PROBLEM DETAILS =>
Copy each entry as it stands, leaving nothing out.

* * * * * * * * *

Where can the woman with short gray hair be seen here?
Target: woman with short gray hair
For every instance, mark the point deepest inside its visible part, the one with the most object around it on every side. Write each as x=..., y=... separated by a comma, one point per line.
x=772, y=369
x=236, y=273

* * * * * * * * *

EXPECTED OUTPUT =>
Where can the woman with short gray hair be seen here?
Target: woman with short gray hair
For every instance, mark the point deepest inside its visible part, the one with the most object around it on every side. Write each as x=..., y=... separated by a comma, one point per line.
x=772, y=369
x=236, y=273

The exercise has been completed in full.